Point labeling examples
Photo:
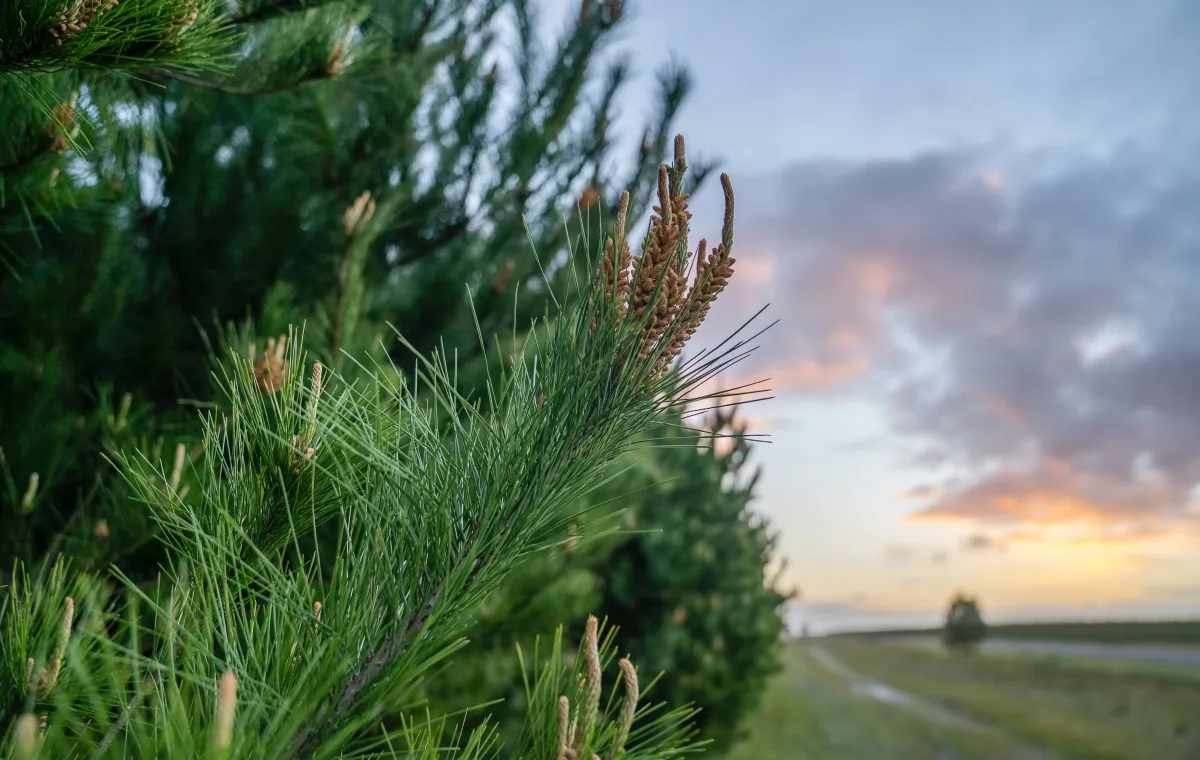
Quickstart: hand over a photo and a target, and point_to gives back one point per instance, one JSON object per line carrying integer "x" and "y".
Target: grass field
{"x": 855, "y": 699}
{"x": 1152, "y": 632}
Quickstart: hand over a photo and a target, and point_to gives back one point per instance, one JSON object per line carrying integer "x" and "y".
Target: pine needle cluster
{"x": 667, "y": 292}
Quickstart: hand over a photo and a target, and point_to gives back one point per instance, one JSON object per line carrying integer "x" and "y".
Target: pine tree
{"x": 249, "y": 647}
{"x": 155, "y": 199}
{"x": 193, "y": 198}
{"x": 669, "y": 551}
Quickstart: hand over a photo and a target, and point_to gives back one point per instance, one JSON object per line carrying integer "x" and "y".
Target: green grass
{"x": 810, "y": 713}
{"x": 1152, "y": 632}
{"x": 1021, "y": 706}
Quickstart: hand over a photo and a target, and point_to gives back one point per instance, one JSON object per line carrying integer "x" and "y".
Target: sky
{"x": 978, "y": 226}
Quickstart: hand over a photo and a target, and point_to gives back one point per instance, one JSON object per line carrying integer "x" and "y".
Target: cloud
{"x": 979, "y": 542}
{"x": 924, "y": 490}
{"x": 1033, "y": 339}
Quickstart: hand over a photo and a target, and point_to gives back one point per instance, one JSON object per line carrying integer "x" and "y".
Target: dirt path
{"x": 869, "y": 688}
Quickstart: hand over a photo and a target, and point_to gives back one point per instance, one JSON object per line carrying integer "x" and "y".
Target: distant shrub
{"x": 964, "y": 628}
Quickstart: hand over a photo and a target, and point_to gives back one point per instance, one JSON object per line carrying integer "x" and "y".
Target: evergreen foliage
{"x": 163, "y": 202}
{"x": 184, "y": 207}
{"x": 251, "y": 646}
{"x": 673, "y": 557}
{"x": 965, "y": 628}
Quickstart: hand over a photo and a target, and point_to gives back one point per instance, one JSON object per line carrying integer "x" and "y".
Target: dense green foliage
{"x": 359, "y": 168}
{"x": 676, "y": 563}
{"x": 252, "y": 646}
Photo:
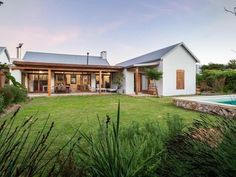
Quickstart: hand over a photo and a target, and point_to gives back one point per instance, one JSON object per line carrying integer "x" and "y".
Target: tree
{"x": 4, "y": 68}
{"x": 154, "y": 75}
{"x": 118, "y": 79}
{"x": 213, "y": 66}
{"x": 231, "y": 11}
{"x": 231, "y": 64}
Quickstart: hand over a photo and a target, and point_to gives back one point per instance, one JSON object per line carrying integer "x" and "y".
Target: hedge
{"x": 218, "y": 80}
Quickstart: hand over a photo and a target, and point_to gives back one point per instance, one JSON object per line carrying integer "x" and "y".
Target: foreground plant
{"x": 21, "y": 157}
{"x": 111, "y": 154}
{"x": 207, "y": 149}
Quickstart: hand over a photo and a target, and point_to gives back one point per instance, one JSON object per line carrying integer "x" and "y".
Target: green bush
{"x": 13, "y": 94}
{"x": 1, "y": 103}
{"x": 218, "y": 80}
{"x": 133, "y": 151}
{"x": 22, "y": 156}
{"x": 207, "y": 149}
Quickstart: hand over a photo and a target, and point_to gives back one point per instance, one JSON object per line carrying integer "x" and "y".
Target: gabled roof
{"x": 63, "y": 58}
{"x": 153, "y": 56}
{"x": 4, "y": 49}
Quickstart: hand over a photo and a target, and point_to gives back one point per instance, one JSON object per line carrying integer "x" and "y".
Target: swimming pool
{"x": 223, "y": 105}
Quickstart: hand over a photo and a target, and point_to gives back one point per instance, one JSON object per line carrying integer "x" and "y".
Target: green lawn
{"x": 72, "y": 112}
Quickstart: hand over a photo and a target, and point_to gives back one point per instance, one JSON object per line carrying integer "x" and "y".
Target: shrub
{"x": 218, "y": 81}
{"x": 13, "y": 94}
{"x": 207, "y": 149}
{"x": 128, "y": 152}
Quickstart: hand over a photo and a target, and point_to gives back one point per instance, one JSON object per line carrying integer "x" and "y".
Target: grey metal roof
{"x": 4, "y": 49}
{"x": 63, "y": 58}
{"x": 153, "y": 56}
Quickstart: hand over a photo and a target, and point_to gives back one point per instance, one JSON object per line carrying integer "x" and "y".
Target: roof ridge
{"x": 59, "y": 54}
{"x": 180, "y": 43}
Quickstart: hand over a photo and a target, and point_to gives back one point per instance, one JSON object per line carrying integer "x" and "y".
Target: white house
{"x": 177, "y": 63}
{"x": 53, "y": 73}
{"x": 4, "y": 59}
{"x": 4, "y": 55}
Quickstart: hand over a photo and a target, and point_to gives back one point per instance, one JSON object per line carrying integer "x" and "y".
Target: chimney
{"x": 87, "y": 58}
{"x": 18, "y": 51}
{"x": 104, "y": 55}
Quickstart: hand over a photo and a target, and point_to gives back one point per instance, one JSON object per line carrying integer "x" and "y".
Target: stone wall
{"x": 228, "y": 112}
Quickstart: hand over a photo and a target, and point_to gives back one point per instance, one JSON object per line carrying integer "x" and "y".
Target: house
{"x": 56, "y": 73}
{"x": 4, "y": 59}
{"x": 63, "y": 73}
{"x": 177, "y": 63}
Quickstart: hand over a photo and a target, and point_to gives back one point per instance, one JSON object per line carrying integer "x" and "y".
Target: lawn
{"x": 72, "y": 112}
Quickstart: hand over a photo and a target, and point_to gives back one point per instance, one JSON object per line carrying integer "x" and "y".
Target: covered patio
{"x": 55, "y": 78}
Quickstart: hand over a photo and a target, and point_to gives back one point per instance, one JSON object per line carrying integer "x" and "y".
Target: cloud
{"x": 36, "y": 38}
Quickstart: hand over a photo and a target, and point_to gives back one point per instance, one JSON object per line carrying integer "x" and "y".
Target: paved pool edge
{"x": 197, "y": 103}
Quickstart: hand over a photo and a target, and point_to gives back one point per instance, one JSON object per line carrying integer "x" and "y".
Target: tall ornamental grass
{"x": 125, "y": 152}
{"x": 22, "y": 156}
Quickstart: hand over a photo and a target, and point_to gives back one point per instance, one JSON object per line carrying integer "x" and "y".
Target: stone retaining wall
{"x": 228, "y": 112}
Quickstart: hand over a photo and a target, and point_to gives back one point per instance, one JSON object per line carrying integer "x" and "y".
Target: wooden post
{"x": 136, "y": 81}
{"x": 100, "y": 82}
{"x": 49, "y": 82}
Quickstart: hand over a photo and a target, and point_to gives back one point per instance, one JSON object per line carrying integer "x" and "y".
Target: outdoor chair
{"x": 114, "y": 88}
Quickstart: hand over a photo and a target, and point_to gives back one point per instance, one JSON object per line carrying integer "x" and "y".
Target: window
{"x": 179, "y": 79}
{"x": 73, "y": 79}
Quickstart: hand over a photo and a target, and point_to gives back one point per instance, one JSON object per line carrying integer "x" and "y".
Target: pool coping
{"x": 197, "y": 103}
{"x": 196, "y": 99}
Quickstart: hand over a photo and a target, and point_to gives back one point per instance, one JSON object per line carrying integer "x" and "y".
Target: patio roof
{"x": 26, "y": 65}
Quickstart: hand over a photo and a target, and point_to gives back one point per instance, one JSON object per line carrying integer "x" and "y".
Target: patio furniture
{"x": 114, "y": 88}
{"x": 102, "y": 89}
{"x": 61, "y": 88}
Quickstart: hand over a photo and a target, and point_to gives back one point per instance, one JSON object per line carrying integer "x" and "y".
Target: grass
{"x": 73, "y": 112}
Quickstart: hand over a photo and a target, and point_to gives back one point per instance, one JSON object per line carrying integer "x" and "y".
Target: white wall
{"x": 52, "y": 82}
{"x": 16, "y": 74}
{"x": 179, "y": 58}
{"x": 93, "y": 82}
{"x": 128, "y": 82}
{"x": 3, "y": 58}
{"x": 144, "y": 83}
{"x": 160, "y": 82}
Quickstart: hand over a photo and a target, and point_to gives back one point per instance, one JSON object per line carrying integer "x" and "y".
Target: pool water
{"x": 233, "y": 102}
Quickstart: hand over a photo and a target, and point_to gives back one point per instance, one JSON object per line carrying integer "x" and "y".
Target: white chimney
{"x": 104, "y": 55}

→ Exercise prompt: Pull out every line of the material above that contains the string "chimney". Treat uppercase and lowercase letters as different.

→ Solution:
Target: chimney
Target: white chimney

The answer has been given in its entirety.